A block of data -
┌────────
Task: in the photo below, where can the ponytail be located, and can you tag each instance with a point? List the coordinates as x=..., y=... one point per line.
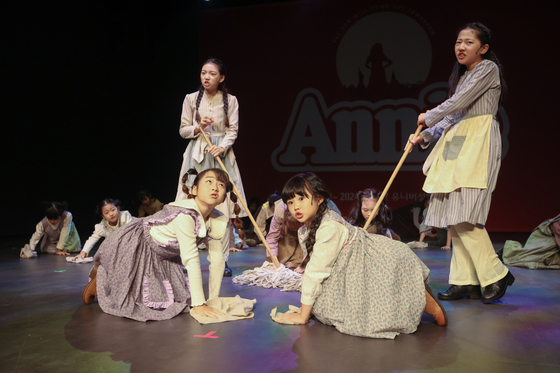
x=198, y=99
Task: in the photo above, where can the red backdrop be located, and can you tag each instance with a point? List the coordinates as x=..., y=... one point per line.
x=316, y=93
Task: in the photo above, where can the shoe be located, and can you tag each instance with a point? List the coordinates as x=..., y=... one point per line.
x=500, y=254
x=434, y=308
x=497, y=290
x=227, y=271
x=460, y=291
x=88, y=296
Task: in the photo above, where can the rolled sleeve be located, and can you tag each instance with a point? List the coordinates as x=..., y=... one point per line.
x=184, y=227
x=329, y=240
x=233, y=119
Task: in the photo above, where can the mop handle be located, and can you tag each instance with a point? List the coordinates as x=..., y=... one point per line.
x=407, y=149
x=272, y=256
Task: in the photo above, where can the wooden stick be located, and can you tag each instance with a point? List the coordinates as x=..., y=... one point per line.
x=407, y=149
x=272, y=256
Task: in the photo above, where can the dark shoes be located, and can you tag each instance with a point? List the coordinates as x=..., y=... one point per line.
x=434, y=308
x=227, y=271
x=497, y=290
x=461, y=291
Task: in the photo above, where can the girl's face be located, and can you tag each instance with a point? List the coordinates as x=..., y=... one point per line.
x=209, y=191
x=210, y=77
x=303, y=208
x=54, y=221
x=111, y=213
x=468, y=48
x=367, y=207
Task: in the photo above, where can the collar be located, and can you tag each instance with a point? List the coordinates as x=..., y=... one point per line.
x=215, y=226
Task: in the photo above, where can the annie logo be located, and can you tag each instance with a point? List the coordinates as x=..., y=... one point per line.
x=374, y=65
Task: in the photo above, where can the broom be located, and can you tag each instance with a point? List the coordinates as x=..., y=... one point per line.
x=269, y=275
x=407, y=150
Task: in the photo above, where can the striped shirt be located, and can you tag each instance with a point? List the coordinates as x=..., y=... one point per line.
x=478, y=92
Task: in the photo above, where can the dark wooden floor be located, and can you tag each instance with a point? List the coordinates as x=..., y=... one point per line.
x=44, y=327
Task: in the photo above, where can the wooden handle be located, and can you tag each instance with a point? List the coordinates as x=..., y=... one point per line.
x=407, y=149
x=240, y=199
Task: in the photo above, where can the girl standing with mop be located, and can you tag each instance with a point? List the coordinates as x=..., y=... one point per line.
x=213, y=110
x=462, y=169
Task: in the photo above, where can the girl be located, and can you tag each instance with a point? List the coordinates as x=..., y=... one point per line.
x=366, y=202
x=214, y=110
x=60, y=234
x=139, y=272
x=112, y=219
x=363, y=284
x=462, y=169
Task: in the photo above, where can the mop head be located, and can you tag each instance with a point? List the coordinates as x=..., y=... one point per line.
x=268, y=276
x=417, y=245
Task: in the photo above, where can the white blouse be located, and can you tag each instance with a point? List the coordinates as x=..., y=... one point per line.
x=212, y=108
x=104, y=229
x=182, y=229
x=329, y=239
x=39, y=232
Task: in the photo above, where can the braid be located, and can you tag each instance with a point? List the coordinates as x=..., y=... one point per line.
x=224, y=91
x=237, y=223
x=198, y=99
x=313, y=227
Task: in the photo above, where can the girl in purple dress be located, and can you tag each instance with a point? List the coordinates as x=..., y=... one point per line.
x=139, y=271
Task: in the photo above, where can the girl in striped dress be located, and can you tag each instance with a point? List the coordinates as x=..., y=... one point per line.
x=462, y=169
x=213, y=110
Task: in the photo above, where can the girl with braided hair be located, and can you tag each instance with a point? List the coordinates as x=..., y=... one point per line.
x=462, y=169
x=213, y=110
x=364, y=284
x=366, y=200
x=138, y=269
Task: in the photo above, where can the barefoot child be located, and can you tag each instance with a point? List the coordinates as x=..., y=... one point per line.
x=112, y=219
x=366, y=200
x=59, y=233
x=139, y=273
x=364, y=284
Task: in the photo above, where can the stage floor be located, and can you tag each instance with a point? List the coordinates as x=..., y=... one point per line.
x=45, y=327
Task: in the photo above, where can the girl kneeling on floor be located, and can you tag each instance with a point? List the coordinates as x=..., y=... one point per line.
x=139, y=273
x=363, y=284
x=59, y=233
x=112, y=219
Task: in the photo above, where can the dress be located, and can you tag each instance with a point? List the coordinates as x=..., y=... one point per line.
x=104, y=229
x=154, y=206
x=365, y=285
x=63, y=236
x=196, y=155
x=541, y=251
x=140, y=274
x=462, y=123
x=477, y=93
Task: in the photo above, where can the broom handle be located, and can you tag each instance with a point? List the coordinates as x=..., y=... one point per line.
x=272, y=256
x=407, y=149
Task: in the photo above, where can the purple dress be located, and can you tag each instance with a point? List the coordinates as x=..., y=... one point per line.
x=140, y=278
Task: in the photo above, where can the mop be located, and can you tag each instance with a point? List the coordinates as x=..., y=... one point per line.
x=269, y=275
x=407, y=150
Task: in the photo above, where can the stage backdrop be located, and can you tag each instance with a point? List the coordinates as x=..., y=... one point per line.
x=336, y=87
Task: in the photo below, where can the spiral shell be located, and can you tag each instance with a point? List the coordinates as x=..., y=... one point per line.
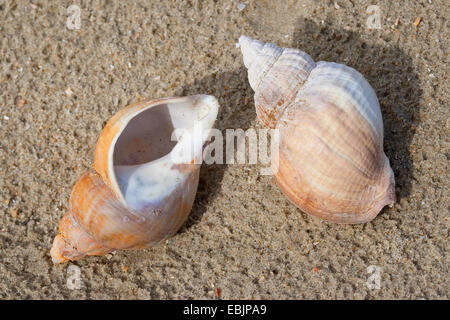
x=142, y=185
x=330, y=162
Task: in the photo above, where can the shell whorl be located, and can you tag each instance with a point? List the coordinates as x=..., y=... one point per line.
x=137, y=194
x=330, y=161
x=275, y=75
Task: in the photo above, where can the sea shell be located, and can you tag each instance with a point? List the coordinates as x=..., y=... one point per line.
x=330, y=161
x=142, y=185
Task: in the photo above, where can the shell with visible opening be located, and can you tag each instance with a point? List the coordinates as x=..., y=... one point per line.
x=330, y=160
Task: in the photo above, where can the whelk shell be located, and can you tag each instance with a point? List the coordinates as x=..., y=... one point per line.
x=330, y=162
x=136, y=194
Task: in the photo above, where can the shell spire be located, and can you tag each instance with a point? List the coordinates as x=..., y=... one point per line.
x=330, y=162
x=275, y=75
x=143, y=182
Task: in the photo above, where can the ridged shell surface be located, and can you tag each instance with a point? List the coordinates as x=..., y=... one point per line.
x=137, y=195
x=330, y=161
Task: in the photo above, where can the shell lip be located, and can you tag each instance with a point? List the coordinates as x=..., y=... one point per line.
x=205, y=116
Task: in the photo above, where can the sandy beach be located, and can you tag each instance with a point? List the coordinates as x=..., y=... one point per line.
x=59, y=85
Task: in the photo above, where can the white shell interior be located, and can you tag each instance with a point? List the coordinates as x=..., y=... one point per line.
x=143, y=155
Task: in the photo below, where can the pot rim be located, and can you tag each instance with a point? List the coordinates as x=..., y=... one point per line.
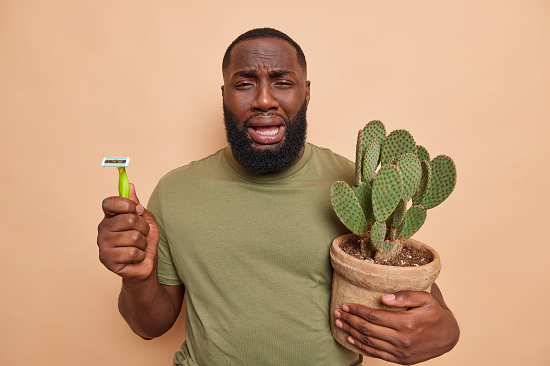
└────────
Exercise - Find each line among the items above that contains the word "wooden", and copy those lines.

Exercise answer -
Task: in the photo above, where can the wooden stick be located, and can you tag each instance with a point? List the coordinates as x=..., y=... one point per line.
Task: in the photo above, where can the dark wooden floor be located, and can you tag each instance with a point? List the coordinates as x=..., y=... one point per line.
Task: in the photo above, where can the wooden handle be located, and can you tag each instance with a point? List the coordinates as x=..., y=... one point per line.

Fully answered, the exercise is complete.